*** RECORDS SHOWN ***

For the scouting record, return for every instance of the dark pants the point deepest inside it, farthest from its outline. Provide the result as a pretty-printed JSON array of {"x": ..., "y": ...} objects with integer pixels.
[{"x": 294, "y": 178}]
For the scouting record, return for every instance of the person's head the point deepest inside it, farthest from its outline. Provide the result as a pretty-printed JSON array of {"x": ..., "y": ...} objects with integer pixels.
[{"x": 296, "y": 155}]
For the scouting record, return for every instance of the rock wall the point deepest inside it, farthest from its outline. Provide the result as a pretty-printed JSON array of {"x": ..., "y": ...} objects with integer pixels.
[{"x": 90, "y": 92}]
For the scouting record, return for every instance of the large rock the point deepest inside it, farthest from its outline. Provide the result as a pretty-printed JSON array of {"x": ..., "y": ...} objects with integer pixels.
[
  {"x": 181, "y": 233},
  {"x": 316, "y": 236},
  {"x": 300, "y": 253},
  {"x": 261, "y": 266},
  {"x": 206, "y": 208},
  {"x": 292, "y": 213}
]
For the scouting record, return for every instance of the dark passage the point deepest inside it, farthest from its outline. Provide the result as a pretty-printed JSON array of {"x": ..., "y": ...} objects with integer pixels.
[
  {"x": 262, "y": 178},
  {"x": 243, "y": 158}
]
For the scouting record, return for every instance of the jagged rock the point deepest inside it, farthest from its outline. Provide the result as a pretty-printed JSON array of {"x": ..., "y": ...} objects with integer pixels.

*** End of RECORDS SHOWN ***
*** RECORDS SHOWN ***

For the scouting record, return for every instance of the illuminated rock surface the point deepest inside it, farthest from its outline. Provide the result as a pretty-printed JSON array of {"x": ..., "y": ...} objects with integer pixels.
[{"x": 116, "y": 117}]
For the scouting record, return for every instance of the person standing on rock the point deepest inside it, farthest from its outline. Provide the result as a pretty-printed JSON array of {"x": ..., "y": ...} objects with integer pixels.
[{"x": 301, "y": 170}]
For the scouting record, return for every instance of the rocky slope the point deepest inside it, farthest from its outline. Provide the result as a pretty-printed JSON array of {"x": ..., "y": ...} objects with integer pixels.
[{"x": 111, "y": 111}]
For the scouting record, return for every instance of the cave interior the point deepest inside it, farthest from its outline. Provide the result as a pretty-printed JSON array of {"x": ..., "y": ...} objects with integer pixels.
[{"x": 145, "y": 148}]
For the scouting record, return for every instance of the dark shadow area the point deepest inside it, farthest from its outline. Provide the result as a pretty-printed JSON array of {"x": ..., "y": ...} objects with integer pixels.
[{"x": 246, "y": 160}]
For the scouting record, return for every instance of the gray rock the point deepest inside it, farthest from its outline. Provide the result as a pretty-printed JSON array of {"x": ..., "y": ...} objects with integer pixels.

*** End of RECORDS SHOWN ***

▶ _AIM OF THE EXERCISE_:
Go through the listing above and write out exactly the lines starting with the one holding "the dark passage" and running through the one holding "For the scouting record, return for every instance of the jagged", ends included, and no others.

▶ _OUTPUT FOR THIS TASK_:
For the scouting record, return for every instance of the dark passage the point deepest inside it, farthest from its outline. Provide the result as a pretty-printed JSON array of {"x": ..., "y": ...} objects with integer pixels.
[
  {"x": 262, "y": 178},
  {"x": 243, "y": 158}
]
For the scouting record, return for every instance of the jagged rock the point deepest inside it, farthest from its outline. Provide the result as a pretty-printed JSON array of {"x": ..., "y": ...} objects with integer pixels.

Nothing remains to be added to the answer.